> _Goal of the exercise_
Using the listing below, please gather every line containing the word "rough".

> _Material provided_
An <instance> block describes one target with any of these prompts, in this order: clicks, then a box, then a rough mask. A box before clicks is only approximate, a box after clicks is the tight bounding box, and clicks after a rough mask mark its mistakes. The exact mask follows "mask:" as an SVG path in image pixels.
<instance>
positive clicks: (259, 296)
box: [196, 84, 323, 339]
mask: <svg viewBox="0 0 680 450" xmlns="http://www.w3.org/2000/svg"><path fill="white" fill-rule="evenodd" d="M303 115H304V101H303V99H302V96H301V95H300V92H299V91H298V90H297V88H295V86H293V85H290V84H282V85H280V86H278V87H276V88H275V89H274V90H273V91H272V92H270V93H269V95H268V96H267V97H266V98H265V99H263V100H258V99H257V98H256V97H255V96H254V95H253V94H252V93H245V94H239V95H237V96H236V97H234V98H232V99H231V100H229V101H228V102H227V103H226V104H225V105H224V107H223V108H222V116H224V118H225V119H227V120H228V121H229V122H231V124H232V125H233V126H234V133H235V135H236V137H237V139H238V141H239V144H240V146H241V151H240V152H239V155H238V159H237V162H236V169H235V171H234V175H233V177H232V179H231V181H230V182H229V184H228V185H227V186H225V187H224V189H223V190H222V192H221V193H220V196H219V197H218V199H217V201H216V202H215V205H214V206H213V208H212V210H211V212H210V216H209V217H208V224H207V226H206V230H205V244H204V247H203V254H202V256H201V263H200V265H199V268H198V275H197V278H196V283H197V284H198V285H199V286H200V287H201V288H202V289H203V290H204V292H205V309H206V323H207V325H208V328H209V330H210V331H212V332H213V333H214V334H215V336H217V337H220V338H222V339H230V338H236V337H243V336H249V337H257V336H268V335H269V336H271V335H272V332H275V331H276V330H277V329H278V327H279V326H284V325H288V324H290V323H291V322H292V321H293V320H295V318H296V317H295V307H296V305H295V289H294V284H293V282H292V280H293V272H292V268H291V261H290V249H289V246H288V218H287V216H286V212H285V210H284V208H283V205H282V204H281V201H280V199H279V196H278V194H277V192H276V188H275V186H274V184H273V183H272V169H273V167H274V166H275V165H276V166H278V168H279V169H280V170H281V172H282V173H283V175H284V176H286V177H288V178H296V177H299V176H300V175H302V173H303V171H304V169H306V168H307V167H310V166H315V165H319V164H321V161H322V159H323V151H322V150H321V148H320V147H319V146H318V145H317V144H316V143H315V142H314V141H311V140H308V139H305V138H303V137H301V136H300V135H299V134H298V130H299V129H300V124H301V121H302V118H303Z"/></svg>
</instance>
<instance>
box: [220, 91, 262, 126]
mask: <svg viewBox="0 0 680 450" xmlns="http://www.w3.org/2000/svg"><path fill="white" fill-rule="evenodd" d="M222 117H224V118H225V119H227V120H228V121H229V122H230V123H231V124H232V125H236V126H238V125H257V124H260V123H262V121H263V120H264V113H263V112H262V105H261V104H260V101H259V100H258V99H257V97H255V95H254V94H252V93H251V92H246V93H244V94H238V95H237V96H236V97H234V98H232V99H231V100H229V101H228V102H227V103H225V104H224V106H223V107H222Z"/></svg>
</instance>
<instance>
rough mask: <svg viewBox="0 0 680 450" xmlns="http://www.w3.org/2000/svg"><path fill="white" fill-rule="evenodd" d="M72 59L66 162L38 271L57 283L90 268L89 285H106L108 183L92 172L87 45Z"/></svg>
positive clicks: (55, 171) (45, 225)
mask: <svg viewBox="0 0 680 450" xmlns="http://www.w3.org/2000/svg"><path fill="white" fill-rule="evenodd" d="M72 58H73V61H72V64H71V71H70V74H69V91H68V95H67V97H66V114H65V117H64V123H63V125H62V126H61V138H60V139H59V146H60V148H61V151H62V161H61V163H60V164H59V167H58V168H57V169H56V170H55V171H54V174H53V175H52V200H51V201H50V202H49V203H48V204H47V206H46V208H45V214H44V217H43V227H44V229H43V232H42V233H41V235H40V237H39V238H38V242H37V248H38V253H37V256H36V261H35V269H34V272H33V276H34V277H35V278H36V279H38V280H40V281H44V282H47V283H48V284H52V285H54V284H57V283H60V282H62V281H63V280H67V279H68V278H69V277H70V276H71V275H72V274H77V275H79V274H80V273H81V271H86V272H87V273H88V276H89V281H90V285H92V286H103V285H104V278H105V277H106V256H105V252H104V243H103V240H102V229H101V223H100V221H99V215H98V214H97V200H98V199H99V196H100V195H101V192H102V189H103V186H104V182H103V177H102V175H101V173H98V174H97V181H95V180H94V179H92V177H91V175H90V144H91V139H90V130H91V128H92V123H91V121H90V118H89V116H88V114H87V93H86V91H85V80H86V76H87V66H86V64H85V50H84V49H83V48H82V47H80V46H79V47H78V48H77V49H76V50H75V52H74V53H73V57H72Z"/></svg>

> _Solution_
An <instance> block describes one target with any of these prompts, in this order: clicks, then a box, then a rough mask. A box before clicks is only approximate, a box after clicks is the tight bounding box, and clicks after a rough mask mark its mistakes. The exact mask follows "mask:" as an SVG path in image pixels.
rough mask: <svg viewBox="0 0 680 450" xmlns="http://www.w3.org/2000/svg"><path fill="white" fill-rule="evenodd" d="M72 59L66 162L38 271L57 283L90 268L89 285H106L108 183L92 172L87 45Z"/></svg>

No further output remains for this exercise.